START Source information
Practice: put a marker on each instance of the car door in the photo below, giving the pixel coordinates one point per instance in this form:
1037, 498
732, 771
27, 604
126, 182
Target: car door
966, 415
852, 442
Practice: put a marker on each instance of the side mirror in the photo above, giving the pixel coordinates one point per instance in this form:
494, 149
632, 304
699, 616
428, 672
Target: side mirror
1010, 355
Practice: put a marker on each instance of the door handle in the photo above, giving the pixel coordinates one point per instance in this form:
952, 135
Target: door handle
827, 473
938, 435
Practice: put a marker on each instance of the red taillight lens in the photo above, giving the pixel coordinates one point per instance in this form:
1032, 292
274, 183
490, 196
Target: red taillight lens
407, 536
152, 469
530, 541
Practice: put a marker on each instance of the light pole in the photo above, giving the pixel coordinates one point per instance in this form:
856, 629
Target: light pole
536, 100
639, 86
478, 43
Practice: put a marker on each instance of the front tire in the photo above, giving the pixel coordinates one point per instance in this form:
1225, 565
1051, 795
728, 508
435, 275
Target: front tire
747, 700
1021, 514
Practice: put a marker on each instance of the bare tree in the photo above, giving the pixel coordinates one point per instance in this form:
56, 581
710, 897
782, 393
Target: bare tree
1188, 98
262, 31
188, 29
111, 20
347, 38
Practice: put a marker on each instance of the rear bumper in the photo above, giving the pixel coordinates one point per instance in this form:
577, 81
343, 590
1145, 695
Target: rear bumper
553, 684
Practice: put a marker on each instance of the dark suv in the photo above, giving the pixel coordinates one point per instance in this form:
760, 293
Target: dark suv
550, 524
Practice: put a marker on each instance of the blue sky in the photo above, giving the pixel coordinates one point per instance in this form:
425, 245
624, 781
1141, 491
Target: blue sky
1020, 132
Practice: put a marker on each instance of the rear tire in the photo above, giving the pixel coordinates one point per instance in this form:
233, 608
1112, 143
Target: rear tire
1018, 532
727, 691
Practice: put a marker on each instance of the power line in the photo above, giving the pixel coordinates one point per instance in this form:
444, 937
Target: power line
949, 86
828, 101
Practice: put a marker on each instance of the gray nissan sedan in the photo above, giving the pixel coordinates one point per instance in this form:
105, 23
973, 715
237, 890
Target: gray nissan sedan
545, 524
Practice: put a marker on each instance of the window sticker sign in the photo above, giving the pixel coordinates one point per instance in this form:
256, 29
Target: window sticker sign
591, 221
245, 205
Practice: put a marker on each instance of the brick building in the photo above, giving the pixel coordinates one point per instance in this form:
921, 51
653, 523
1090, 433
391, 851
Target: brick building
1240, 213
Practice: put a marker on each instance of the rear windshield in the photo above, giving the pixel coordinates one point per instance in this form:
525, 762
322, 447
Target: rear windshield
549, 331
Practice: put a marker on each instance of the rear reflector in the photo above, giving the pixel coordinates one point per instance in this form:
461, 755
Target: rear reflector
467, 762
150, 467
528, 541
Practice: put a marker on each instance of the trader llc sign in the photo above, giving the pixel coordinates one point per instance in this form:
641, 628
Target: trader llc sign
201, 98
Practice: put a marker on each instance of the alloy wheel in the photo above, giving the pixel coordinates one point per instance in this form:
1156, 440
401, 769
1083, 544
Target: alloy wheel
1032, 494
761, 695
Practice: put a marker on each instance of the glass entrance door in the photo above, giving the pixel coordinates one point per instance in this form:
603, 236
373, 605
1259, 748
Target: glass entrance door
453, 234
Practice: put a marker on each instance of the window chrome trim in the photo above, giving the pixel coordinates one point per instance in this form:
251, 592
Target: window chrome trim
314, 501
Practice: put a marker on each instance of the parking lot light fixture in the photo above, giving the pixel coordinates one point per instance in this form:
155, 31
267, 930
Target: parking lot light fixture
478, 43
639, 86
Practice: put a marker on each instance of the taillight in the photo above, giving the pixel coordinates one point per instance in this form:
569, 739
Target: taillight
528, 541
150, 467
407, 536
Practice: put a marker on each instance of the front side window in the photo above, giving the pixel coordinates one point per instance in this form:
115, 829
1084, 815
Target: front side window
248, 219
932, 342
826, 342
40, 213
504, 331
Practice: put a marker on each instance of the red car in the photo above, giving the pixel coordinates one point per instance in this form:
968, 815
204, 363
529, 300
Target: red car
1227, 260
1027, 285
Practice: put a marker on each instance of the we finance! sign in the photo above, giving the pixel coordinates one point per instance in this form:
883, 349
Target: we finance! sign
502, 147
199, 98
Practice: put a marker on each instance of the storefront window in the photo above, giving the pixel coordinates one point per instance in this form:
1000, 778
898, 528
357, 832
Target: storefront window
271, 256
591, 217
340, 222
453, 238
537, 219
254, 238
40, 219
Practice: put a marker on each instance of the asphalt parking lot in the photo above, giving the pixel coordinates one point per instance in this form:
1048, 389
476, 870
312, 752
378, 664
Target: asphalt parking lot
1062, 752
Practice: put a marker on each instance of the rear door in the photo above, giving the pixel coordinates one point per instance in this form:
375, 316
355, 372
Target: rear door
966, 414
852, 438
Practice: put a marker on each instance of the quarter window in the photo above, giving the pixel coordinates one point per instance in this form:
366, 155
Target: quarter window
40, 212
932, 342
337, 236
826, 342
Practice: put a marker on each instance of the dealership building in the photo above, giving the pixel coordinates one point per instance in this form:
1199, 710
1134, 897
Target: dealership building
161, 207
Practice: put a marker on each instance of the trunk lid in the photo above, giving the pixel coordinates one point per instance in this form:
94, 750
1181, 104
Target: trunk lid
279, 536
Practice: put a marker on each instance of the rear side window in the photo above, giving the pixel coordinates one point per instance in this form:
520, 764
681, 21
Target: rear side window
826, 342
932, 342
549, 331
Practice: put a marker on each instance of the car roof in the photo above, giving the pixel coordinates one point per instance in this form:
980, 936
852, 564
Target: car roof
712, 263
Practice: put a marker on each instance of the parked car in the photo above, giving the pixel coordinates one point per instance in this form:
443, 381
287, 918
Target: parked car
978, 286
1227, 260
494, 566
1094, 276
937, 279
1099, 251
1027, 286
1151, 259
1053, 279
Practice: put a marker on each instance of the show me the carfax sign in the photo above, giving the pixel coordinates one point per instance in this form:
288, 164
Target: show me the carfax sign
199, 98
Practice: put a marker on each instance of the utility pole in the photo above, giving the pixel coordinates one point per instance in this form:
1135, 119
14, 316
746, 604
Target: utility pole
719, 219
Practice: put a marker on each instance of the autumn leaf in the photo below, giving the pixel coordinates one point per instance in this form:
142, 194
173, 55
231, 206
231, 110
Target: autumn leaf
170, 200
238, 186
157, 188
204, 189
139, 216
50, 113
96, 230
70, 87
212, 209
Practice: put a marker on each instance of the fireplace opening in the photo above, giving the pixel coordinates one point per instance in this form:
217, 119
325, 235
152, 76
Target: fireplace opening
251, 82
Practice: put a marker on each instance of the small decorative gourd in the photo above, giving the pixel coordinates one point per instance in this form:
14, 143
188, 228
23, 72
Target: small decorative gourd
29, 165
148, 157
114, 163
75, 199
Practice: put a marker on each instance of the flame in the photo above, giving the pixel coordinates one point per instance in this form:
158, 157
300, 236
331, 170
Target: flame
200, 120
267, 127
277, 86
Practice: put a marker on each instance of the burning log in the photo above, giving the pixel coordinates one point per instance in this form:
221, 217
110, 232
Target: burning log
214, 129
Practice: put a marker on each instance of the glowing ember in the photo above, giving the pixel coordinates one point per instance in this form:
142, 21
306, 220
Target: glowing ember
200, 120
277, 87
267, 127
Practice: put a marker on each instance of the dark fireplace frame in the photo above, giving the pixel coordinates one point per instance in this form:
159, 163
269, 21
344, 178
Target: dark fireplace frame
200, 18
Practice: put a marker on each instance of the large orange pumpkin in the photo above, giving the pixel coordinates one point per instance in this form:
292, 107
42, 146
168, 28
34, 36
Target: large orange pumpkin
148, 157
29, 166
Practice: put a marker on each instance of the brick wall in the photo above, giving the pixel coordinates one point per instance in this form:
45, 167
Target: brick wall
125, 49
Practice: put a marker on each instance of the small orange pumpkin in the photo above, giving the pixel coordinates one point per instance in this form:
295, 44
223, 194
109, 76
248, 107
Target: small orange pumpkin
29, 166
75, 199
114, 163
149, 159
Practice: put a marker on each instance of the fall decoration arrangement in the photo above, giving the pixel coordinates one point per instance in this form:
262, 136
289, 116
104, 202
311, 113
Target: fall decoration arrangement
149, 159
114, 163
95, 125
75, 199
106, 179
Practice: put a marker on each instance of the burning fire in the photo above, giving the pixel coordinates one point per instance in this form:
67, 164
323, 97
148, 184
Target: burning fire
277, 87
END Source information
• _What is being asked_:
Looking at the data above, show all lines where the word "below" occurs.

• _Answer for this exercise_:
Practice: put a marker on each instance of the car door in the photo below, giving the pixel coordinates one point per instance in this form:
Practice: put a marker on each instance of the autumn leaf in the photo below, giving the pixel coordinates one point per instance in this form:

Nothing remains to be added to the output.